Written task 1
Please copy the passage of the polynomial codes text from "Although the specification" to "nonsingular linear transformations." word for word.
Written task 2
Find every line in the rows that contains the string "column" and copy each one out. Case counts.

** start Reading text **

Although the specification of either a generator matrix or a parity-check matrix uniquely determines a linear code, neither the generator matrix nor the parity-check matrix is unique. In general, different generator or parity-check matrices for the same code are obtainable from one another by means of nonsingular linear transformations.

# APPENDIX 2: STRUCTURE OF POLYNOMIAL CODES

Given a generator of polynomial g(x) of a cyclic code, a corresponding generator matrix **G** can be written by listing k *n*-tuples (corresponding to kcode polynomials), none of which can be obtained by a linear combination of the others. For example, *n*-tuples corresponding to  $x^ig(x)$ , i = k - 1, k - 2, ..., 0 constitute k rows of a generator matrix of the same code. The generator matrix of the specific form  $\mathbf{G} = [\mathbf{I}_k \mathbf{P}]$  can be determined as follows. For each  $x^i$ , where i= n - 1, n - 2, ..., r, find the residue  $p_i(x)$  $\equiv x^i$ , modulo g(x). The k polynomials

$$x^{i} + p_{i}(x)$$
 (where  $i = n - 1, n - 2, ..., r$ )

are multiples of g(x) and are, therefore, code words. Also, by writing the corresponding *n*tuple as rows, the result is a generator matrix of the form

$$\mathbf{G} = [\mathbf{I}_k \mathbf{P}]$$

To obtain a *parity-check matrix* **H**, simply write each *n*-tuple corresponding to  $x^{i}h(x)$ ,  $i = 0, 1, \ldots, r - 1$  in the reverse order. The r rows thus obtained form a parity-check matrix. This procedure can be checked by identifying the product of any row of G corresponding to  $x^{i}g(x)$ , where  $0 \leq i \leq k-1$ , and any row of the previously mentioned H to be identical to one of the missing coefficients in the equation  $g(x)h(x) = x^n + 1$ . To obtain the specific form  $\mathbf{H} = [\mathbf{P}^{T}\mathbf{I}_{r}]$ , we find the residue  $q_{i}(x) \equiv x^{i}$ , modulo h(x), for each  $x^i$ , where i = k, k + 1, ..., n. The reversal of each n-tuple corresponding to the polynomials  $x^i + q_i(x)$ , where i = k,  $k + 1, \ldots, n$ , which are all multiples of h(x), gives the r rows of the parity-check matrix in the desired form  $\mathbf{H} = [\mathbf{P}^T \mathbf{I}_r]$ .

** end Reading text **
** start Task data **

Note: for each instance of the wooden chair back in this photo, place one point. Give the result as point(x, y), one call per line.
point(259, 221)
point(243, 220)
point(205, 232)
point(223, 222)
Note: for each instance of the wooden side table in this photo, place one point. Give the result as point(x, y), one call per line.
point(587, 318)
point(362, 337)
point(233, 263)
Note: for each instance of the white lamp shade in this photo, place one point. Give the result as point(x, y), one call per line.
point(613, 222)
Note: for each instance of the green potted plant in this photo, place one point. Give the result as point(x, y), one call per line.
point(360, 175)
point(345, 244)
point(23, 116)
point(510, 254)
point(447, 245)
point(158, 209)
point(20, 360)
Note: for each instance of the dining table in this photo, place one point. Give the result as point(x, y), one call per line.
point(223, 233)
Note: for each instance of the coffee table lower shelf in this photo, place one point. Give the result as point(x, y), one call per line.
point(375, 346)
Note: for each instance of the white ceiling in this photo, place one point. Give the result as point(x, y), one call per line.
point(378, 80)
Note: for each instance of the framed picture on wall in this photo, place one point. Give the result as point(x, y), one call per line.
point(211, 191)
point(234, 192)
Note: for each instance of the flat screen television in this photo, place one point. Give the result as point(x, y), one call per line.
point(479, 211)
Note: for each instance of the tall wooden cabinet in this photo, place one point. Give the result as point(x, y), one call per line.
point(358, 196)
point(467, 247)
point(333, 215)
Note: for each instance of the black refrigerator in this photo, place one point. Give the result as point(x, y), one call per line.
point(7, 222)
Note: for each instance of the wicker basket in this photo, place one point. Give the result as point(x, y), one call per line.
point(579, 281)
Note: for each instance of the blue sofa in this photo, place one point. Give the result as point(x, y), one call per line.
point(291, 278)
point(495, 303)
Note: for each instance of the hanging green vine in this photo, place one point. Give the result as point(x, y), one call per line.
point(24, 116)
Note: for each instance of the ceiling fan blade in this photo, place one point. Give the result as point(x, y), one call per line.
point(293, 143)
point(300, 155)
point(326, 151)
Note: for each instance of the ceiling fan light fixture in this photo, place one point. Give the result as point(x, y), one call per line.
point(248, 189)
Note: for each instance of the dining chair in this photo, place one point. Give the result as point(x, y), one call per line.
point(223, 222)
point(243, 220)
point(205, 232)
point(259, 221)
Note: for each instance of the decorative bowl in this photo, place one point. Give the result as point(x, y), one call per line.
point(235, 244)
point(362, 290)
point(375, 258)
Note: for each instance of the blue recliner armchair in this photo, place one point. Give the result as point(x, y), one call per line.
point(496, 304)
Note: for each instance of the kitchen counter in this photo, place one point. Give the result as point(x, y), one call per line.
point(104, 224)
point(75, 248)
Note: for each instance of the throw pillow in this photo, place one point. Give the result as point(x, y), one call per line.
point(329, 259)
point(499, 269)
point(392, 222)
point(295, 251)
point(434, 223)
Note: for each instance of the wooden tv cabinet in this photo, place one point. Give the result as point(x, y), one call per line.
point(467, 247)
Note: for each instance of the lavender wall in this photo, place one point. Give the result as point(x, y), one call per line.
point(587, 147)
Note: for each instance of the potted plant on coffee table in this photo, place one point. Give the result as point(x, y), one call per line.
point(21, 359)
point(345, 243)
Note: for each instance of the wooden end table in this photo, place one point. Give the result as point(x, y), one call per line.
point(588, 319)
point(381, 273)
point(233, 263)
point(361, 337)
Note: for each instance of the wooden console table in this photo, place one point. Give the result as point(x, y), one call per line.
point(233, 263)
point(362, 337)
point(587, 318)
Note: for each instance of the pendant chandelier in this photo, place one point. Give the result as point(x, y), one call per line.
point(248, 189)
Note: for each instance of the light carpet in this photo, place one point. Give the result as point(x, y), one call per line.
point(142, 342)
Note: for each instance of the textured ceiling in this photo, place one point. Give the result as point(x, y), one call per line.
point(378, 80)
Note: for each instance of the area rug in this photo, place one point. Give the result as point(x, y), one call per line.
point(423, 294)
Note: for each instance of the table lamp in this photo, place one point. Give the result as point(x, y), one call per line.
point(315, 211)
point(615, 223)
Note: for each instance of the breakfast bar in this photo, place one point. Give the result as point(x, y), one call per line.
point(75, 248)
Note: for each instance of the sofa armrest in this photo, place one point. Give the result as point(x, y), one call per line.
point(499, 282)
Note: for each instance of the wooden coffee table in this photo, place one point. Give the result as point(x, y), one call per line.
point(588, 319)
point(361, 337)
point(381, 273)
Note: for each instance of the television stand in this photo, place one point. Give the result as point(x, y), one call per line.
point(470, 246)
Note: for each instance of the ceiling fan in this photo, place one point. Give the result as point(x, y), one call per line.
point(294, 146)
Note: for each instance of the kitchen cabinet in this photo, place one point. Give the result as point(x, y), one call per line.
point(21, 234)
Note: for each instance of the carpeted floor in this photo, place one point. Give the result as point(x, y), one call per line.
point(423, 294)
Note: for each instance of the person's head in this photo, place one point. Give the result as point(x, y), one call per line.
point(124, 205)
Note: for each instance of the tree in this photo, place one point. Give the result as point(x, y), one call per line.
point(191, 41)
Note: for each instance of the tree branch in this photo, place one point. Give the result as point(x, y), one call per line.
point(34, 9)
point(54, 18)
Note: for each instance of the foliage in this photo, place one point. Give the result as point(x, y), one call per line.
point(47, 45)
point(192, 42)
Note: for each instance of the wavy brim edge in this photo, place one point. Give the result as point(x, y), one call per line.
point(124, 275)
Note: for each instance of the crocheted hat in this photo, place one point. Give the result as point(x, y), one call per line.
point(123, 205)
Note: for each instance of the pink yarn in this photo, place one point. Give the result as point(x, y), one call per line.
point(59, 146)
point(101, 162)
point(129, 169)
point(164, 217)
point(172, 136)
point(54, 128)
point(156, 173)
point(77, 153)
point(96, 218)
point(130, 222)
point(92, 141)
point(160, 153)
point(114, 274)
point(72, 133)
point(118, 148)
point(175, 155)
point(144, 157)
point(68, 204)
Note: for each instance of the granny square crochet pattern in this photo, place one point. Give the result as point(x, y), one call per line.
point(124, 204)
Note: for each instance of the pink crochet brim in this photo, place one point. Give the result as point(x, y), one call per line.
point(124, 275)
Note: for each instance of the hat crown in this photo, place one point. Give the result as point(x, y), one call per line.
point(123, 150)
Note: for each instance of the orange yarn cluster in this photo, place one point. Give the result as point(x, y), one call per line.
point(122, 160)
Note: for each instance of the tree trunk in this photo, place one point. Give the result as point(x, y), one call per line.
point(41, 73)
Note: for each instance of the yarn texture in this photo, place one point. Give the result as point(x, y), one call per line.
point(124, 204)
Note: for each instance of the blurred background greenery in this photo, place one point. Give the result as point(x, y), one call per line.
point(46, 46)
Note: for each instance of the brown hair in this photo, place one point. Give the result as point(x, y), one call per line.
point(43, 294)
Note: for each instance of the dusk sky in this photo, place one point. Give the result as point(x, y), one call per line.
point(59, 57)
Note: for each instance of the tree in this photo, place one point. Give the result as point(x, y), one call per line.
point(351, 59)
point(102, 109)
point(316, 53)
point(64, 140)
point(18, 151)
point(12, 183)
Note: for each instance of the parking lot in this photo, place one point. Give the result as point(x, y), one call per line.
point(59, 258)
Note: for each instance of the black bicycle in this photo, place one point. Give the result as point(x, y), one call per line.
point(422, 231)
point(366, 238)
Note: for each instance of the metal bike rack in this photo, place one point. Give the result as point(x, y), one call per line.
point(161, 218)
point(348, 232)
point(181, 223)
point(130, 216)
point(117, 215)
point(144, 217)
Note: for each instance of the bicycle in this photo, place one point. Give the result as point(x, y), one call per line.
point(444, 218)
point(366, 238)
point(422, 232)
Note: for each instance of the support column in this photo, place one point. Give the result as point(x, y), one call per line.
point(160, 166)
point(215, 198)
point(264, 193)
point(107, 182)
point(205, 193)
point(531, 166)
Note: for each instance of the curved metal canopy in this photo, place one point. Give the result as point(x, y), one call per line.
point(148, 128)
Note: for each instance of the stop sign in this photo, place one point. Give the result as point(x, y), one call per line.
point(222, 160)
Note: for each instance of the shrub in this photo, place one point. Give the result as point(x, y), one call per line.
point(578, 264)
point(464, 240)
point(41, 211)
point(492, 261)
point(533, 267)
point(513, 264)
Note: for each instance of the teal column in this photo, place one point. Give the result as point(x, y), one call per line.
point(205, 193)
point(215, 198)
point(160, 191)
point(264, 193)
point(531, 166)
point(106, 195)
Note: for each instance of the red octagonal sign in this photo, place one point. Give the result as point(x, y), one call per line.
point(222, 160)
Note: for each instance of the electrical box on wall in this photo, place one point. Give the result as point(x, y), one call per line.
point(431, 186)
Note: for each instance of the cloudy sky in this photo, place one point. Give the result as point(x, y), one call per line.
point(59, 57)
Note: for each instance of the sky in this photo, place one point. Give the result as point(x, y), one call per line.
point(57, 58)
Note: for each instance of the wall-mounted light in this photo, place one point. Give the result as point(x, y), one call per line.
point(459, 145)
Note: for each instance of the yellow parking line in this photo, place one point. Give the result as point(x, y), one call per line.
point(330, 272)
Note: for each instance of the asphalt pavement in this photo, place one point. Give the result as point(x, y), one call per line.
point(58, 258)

** end Task data **

Right answer 1
Although the specification of either a generator matrix or a parity-check matrix uniquely determines a linear code, neither the generator matrix nor the parity-check matrix is unique. In general, different generator or parity-check matrices for the same code are obtainable from one another by means of nonsingular linear transformations.

Right answer 2
Note: for each instance of the support column in this photo, place one point. Give the result as point(x, y), one call per line.
Note: for each instance of the teal column in this photo, place one point. Give the result as point(x, y), one call per line.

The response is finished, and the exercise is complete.